• _What you are asked to do_:
Locate each line in the records below that contains the word "door", and copy those lines out.

++++ The input

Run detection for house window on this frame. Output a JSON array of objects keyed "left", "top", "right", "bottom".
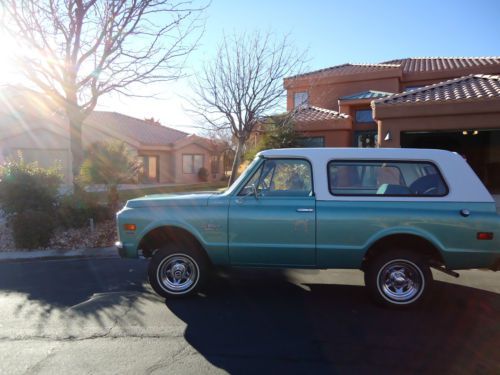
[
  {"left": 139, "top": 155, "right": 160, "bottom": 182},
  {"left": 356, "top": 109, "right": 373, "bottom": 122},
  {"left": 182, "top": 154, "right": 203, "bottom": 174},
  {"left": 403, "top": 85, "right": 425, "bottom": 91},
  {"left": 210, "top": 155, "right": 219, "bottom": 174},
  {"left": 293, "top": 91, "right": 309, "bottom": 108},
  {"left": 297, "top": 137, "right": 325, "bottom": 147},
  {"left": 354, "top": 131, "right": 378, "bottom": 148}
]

++++++++
++++ The input

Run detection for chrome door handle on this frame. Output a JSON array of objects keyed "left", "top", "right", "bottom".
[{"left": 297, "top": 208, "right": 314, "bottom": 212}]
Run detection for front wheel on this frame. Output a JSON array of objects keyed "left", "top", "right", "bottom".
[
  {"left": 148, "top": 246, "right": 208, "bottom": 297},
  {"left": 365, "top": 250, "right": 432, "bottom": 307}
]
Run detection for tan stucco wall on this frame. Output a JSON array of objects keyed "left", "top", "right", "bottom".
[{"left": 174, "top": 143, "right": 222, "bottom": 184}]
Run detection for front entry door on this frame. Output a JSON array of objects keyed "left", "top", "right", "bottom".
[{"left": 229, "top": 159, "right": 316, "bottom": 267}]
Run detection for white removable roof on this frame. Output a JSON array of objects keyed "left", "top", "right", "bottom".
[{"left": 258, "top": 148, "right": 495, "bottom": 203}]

++++++++

• _Task solution_:
Run detection for chrome door handle on this frame. Output a JSON array of objects keyed "left", "top", "right", "bottom".
Run detection for front entry door on this frame. Output a JSON array of objects keyed "left", "top", "right", "bottom".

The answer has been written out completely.